◆ What is needed ◆
Please write the next part of the article about the Art League exhibit of Philip's paintings, starting after its final sentence.

Start of Excerpt to read

His son, David, who will give a talk on his father’s work at the Art League, 720 Chicago Ave., this Saturday at 11 a.m., said this is the first extensive exhibit of his father’s work since his death. The family had been thinking about it for the past year and decided on the Art League because Philip was a member.
“It seemed like a good fit,” David said via e-mail, “considering that Oak Park and River Forest had been such important parts of my father’s life and art. Many of the subjects of his work-persons and physical locations-were from those towns.”
Because they were so emotionally attached to his work, it took the family a while to decide to sell any of it. But enough time had passed, David said, and they agreed to an exhibit. Most of the works on display are for sale (in the $2-3,000 range). David said they’re also exploring the possibility of publishing a fine arts book featuring his art. More showings are likely in the future.
The current OPAL exhibit, which opened May 23 and runs through June 20, includes 60 paintings. The family’s full collection contains more than twice that number. A prolific painter, Philip completed several hundred paintings during his lifetime.
He worked primarily in watercolor early on, then switched to oil, egg tempera and acrylic. The show highlights both stages, which David said he would discuss in his talk this Saturday.

End of Excerpt to read
Start of Given material

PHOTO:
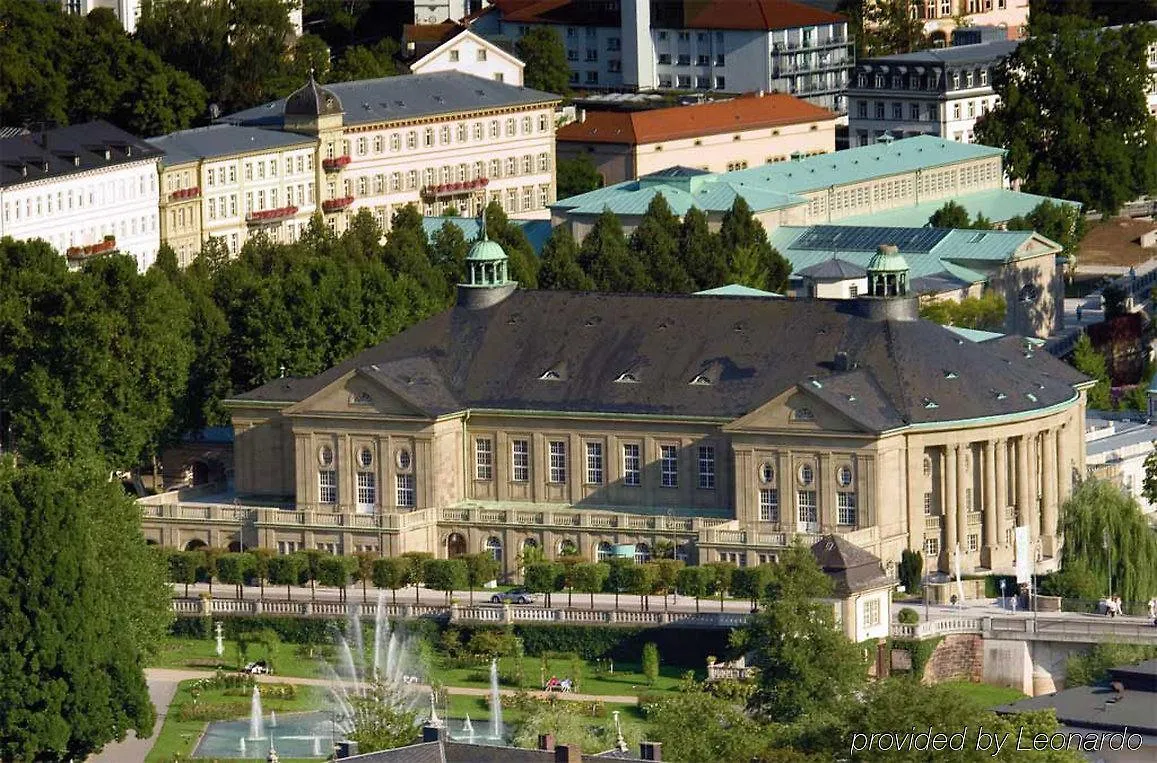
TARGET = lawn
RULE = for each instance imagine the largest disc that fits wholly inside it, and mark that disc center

End of Given material

◆ Final answer ◆
David says he inherited none of his father’s ability. His brother Daniel, a landscape architect who attended design school at Iowa State University, shows some talent, David said, but hasn’t pursued painting per se.
“My father was a better dad than he was an artist, which is saying something,” David recalled. “He took a genuine interest in both of his children. We were fortunate that his studio was in our home in River Forest which meant that we got to see him a lot. He was also available to attend morning or afternoon functions relating to school. At that time is was unusual for fathers to attend those types of functions. My dad was able to attend many of our sports games, which at that time was also a lot less common than it is now. He was very smart and his advice, which I often did not follow, was usually right on the money.”
He was also loyal, as was evidenced by the number of old friends who attended the opening reception, May 23.
“He was committed to his family,” David noted, “and he would play cards with his high school friends every Monday night.”